(Collected data)
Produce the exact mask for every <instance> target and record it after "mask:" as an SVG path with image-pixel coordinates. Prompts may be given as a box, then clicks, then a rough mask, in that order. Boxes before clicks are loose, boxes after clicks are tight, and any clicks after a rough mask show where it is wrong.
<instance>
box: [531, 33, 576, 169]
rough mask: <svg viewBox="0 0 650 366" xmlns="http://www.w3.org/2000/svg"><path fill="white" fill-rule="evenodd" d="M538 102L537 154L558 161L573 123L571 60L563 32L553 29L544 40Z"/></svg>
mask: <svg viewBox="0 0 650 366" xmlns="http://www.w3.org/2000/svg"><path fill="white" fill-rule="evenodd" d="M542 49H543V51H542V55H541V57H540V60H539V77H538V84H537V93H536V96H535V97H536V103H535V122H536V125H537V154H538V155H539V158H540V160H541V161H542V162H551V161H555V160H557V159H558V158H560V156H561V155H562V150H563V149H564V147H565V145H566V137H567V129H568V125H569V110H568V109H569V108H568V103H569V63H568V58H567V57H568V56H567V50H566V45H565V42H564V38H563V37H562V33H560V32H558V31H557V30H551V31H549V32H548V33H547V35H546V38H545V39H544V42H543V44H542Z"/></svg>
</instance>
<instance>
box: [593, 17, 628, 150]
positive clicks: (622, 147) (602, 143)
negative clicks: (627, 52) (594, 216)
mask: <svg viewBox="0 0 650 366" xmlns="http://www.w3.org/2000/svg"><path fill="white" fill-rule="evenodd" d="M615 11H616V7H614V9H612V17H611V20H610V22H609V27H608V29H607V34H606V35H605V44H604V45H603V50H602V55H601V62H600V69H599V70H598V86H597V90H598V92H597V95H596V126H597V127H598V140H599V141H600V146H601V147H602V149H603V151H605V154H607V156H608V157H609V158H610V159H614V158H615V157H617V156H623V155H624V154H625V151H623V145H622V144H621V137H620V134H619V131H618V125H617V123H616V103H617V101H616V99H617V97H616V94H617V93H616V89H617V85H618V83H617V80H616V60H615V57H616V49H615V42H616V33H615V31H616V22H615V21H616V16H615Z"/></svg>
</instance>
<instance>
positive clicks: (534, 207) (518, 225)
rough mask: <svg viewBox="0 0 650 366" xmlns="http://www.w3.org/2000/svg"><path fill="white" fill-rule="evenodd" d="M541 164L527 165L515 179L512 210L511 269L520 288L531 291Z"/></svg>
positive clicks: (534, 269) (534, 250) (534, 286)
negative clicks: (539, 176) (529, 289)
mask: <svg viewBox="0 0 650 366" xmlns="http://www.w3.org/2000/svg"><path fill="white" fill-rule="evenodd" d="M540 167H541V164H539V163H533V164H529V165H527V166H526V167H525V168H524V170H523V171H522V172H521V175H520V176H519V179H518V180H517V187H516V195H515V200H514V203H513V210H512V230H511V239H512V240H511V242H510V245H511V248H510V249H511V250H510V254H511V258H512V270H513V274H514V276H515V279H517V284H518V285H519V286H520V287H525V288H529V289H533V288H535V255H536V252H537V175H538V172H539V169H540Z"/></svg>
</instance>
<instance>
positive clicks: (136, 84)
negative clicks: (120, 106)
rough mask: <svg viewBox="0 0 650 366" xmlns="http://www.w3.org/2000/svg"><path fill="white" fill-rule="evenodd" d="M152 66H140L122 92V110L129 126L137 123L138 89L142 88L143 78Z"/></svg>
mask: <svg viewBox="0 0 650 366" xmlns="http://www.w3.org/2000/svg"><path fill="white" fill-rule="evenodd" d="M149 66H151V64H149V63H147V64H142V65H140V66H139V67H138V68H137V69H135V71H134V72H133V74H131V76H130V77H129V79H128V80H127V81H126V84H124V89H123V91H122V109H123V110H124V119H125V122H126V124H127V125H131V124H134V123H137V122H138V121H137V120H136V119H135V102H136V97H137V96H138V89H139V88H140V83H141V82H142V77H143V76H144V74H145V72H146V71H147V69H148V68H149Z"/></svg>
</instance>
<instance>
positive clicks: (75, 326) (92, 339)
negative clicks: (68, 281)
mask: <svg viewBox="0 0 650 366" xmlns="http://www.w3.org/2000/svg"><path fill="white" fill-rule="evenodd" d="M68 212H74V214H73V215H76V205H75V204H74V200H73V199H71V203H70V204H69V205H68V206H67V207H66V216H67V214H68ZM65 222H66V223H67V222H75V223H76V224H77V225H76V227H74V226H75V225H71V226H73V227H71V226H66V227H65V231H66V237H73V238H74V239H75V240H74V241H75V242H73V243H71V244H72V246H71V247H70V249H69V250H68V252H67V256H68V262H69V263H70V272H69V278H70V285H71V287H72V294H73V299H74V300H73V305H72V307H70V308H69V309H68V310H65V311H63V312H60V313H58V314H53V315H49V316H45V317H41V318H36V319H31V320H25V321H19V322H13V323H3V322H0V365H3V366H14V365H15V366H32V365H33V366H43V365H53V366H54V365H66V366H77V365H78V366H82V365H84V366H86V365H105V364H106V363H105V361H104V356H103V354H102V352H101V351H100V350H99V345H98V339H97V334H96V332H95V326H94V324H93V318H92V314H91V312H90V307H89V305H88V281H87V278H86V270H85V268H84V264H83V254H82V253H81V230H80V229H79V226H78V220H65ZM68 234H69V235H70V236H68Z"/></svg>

▶ _ACTIVITY_
The records above should be copied out again in full, exactly as they appear.

▶ _REPLY_
Produce the exact mask for every <instance> target and record it after "mask:" as an SVG path with image-pixel coordinates. Prompts may be given as a box, then clicks, then a rough mask, in that order. Boxes before clicks are loose, boxes after clicks are tight, and any clicks after a rough mask show where it is wrong.
<instance>
box: [531, 33, 576, 169]
rough mask: <svg viewBox="0 0 650 366" xmlns="http://www.w3.org/2000/svg"><path fill="white" fill-rule="evenodd" d="M538 102L537 154L558 161L573 123L571 60L563 32L553 29L544 40Z"/></svg>
mask: <svg viewBox="0 0 650 366" xmlns="http://www.w3.org/2000/svg"><path fill="white" fill-rule="evenodd" d="M542 49H543V51H542V55H541V57H540V60H539V77H538V84H537V93H536V96H535V97H536V103H535V122H536V125H537V154H538V155H539V158H540V160H541V161H542V162H551V161H555V160H557V159H558V158H560V156H561V155H562V150H563V149H564V147H565V145H566V137H567V129H568V125H569V110H568V109H569V108H568V103H569V63H568V58H567V57H568V56H567V50H566V45H565V42H564V38H563V37H562V33H560V32H558V31H557V30H551V31H549V32H548V33H547V35H546V38H545V39H544V42H543V44H542Z"/></svg>
</instance>
<instance>
box: [593, 17, 628, 150]
positive clicks: (622, 147) (602, 143)
negative clicks: (627, 52) (594, 216)
mask: <svg viewBox="0 0 650 366" xmlns="http://www.w3.org/2000/svg"><path fill="white" fill-rule="evenodd" d="M615 11H616V7H614V9H612V17H611V20H610V22H609V27H608V29H607V34H606V35H605V44H604V45H603V50H602V55H601V62H600V69H599V70H598V86H597V90H598V92H597V95H596V126H597V127H598V140H599V141H600V146H601V147H602V149H603V151H605V154H607V156H608V157H609V158H610V159H614V158H615V157H617V156H623V155H624V154H625V151H623V145H622V144H621V137H620V134H619V131H618V125H617V123H616V103H617V101H616V99H617V97H616V94H617V93H616V89H617V85H618V83H617V80H616V60H615V57H616V49H615V42H616V33H615V31H616V22H615V21H616V16H615Z"/></svg>
</instance>
<instance>
positive clicks: (534, 207) (518, 225)
rough mask: <svg viewBox="0 0 650 366" xmlns="http://www.w3.org/2000/svg"><path fill="white" fill-rule="evenodd" d="M541 164L527 165L515 179L512 210L511 269L520 288L531 291Z"/></svg>
positive clicks: (534, 269) (534, 250) (534, 286)
negative clicks: (539, 176) (529, 289)
mask: <svg viewBox="0 0 650 366" xmlns="http://www.w3.org/2000/svg"><path fill="white" fill-rule="evenodd" d="M540 167H541V164H539V163H533V164H529V165H527V166H526V167H525V168H524V170H523V171H522V172H521V175H520V176H519V179H518V180H517V187H516V195H515V200H514V203H513V210H512V230H511V239H512V240H511V242H510V245H511V248H510V249H511V250H510V254H511V258H512V270H513V274H514V276H515V279H517V284H518V285H519V286H520V287H525V288H529V289H533V288H535V255H536V252H537V175H538V172H539V169H540Z"/></svg>
</instance>
<instance>
positive clicks: (136, 84)
negative clicks: (120, 106)
rough mask: <svg viewBox="0 0 650 366" xmlns="http://www.w3.org/2000/svg"><path fill="white" fill-rule="evenodd" d="M152 66H140L122 92V110L129 126L137 123L138 89L142 88L143 78Z"/></svg>
mask: <svg viewBox="0 0 650 366" xmlns="http://www.w3.org/2000/svg"><path fill="white" fill-rule="evenodd" d="M149 66H151V64H149V63H147V64H142V65H140V66H139V67H138V68H137V69H135V71H134V72H133V74H131V76H130V77H129V79H128V80H127V81H126V84H124V89H123V91H122V109H123V110H124V119H125V122H126V124H127V125H131V124H134V123H137V122H138V121H137V120H136V119H135V102H136V97H137V96H138V89H139V88H140V83H141V82H142V77H143V76H144V74H145V72H146V71H147V69H148V68H149Z"/></svg>
</instance>
<instance>
positive clicks: (75, 326) (92, 339)
negative clicks: (68, 281)
mask: <svg viewBox="0 0 650 366" xmlns="http://www.w3.org/2000/svg"><path fill="white" fill-rule="evenodd" d="M68 212H74V214H73V215H76V205H75V204H74V200H73V199H71V203H70V204H69V205H68V206H67V207H66V216H67V214H68ZM65 222H66V223H67V222H75V223H76V224H77V225H76V227H74V226H75V225H71V226H73V227H71V226H66V227H65V231H66V237H73V238H74V239H75V240H74V241H75V242H73V243H71V244H72V246H71V247H70V249H69V250H68V252H67V256H68V262H69V263H70V272H69V278H70V285H71V287H72V294H73V299H74V300H73V305H72V307H70V308H69V309H68V310H65V311H63V312H60V313H58V314H53V315H49V316H45V317H41V318H36V319H31V320H25V321H19V322H13V323H3V322H0V365H3V366H14V365H15V366H32V365H33V366H43V365H53V366H54V365H66V366H77V365H78V366H82V365H84V366H86V365H105V364H106V363H105V361H104V356H103V354H102V352H101V351H100V350H99V345H98V339H97V334H96V332H95V326H94V324H93V318H92V314H91V312H90V307H89V305H88V281H87V278H86V270H85V268H84V264H83V254H82V253H81V230H80V229H79V226H78V220H65ZM68 234H69V235H70V236H68Z"/></svg>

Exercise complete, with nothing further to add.